**PROVIDED PASSAGE**:
__________

The furnace into which Shadrach, Meshach, and Abednego are thrown is one of the existential scenes of the Bible.  It’s like Eden, like the wilderness, like the Promised Land, like the New Jerusalem – not a place on a map, but a description of an essential piece of the human experience.  There are times in every human life when we’re asked to stand in the furnace.  There are times that we’re each of us asked to withstand its heat, lest we lose our dignity, our integrity, our very souls.  The furnace is where some young people stand, as they choose not popularity but self-knowledge and self-respect.  The furnace is where members of the business community are sometimes asked to stand, as they choose between easy profits and hard ethical questions about how those profits are made.  The furnace is where churches are, at times, asked to stand, as they take unpopular positions that risk offending or alienating some on its membership rolls.  The furnace is where legislators are now being asked to stand, as a public accounting for the events of January 6th is demanded, including an accounting of the deceptions and lies that fueled those events.  

But really, the furnace is where each of us is asked to stand at various times throughout our lives, as we make principled decisions for truth over falsehood, for integrity over expediency, for character over compromise, even if those decisions cause enormous pain.  The furnace is the place in which the self is forged, in which dignity is preserved, in which honor is upheld, even as angry mobs and petulant rulers alike stoke the flames.  Importantly, I think the furnace is that secret room within each of our hearts, in which we’re asked to render an account of ourselves, in which we’re summoned to speak the truth of our lives.  Many people, most perhaps, choose not to go there, for it is too hot, and it is painfully lonely.  A few, however, know that it’s possible not only to withstand the heat, but to live and move within it.  They know, like Shadrach, Meshach, and Abednego, that even in the midst of the furnace, they are not alone, that there is a fourth, that God accompanies them through the flames, preserving and protecting them.

Questions arise: What is it that gives some people the courage to stand in the furnace, while others accede to the pressure of the king?  What is it that draws the crowd toward Nebuchadnezzar, making him an object of fascination for so many?  What is it that makes so many people rush headlong to accommodate themselves to him, while just a few see through his blandishments and deceptions?  More broadly, what is it that allows entire populations, or portions of it, to withstand the furnace, while other segments fail to exercise their critical faculties whatsoever?  What is it, finally, that makes authoritarian power work, and what is it that builds the capacity to stand against it, even within the furnace?

__________

**DATASET ROWS**:

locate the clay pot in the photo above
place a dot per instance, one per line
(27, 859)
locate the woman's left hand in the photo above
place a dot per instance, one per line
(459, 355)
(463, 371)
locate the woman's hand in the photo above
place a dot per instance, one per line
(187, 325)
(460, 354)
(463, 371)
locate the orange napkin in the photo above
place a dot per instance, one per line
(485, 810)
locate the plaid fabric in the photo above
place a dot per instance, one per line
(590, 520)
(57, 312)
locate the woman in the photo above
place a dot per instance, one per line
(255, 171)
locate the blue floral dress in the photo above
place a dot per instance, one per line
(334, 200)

__________

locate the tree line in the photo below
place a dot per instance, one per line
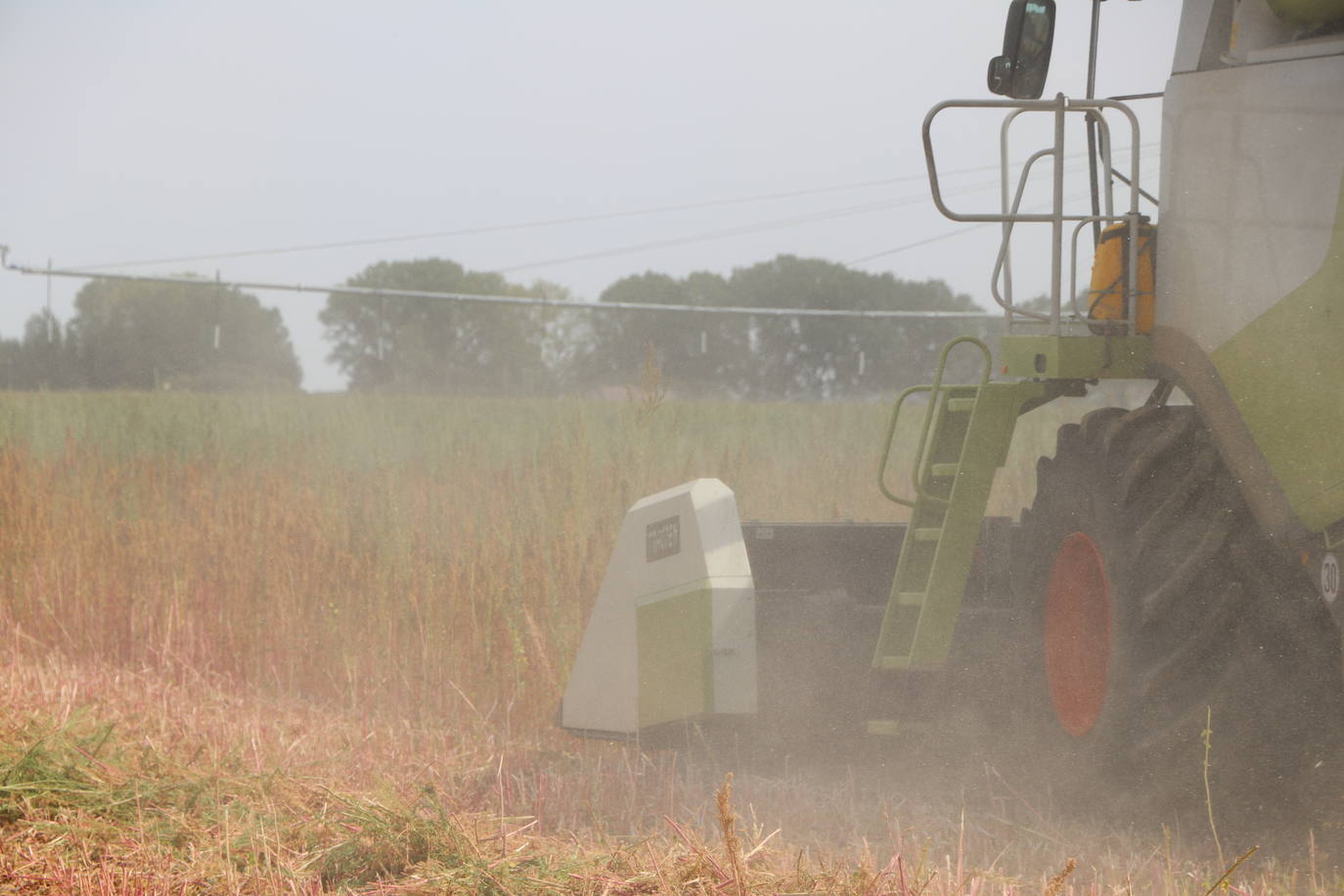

__________

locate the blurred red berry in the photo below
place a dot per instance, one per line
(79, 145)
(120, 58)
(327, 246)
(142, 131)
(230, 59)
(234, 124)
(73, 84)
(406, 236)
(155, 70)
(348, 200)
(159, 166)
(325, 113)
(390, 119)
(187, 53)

__________

**REQUIRED WORK**:
Return the words of the furnace passage above verbatim, starting at "Questions arise: What" and ending at "within the furnace?".

**EXERCISE ANSWER**:
Questions arise: What is it that gives some people the courage to stand in the furnace, while others accede to the pressure of the king?  What is it that draws the crowd toward Nebuchadnezzar, making him an object of fascination for so many?  What is it that makes so many people rush headlong to accommodate themselves to him, while just a few see through his blandishments and deceptions?  More broadly, what is it that allows entire populations, or portions of it, to withstand the furnace, while other segments fail to exercise their critical faculties whatsoever?  What is it, finally, that makes authoritarian power work, and what is it that builds the capacity to stand against it, even within the furnace?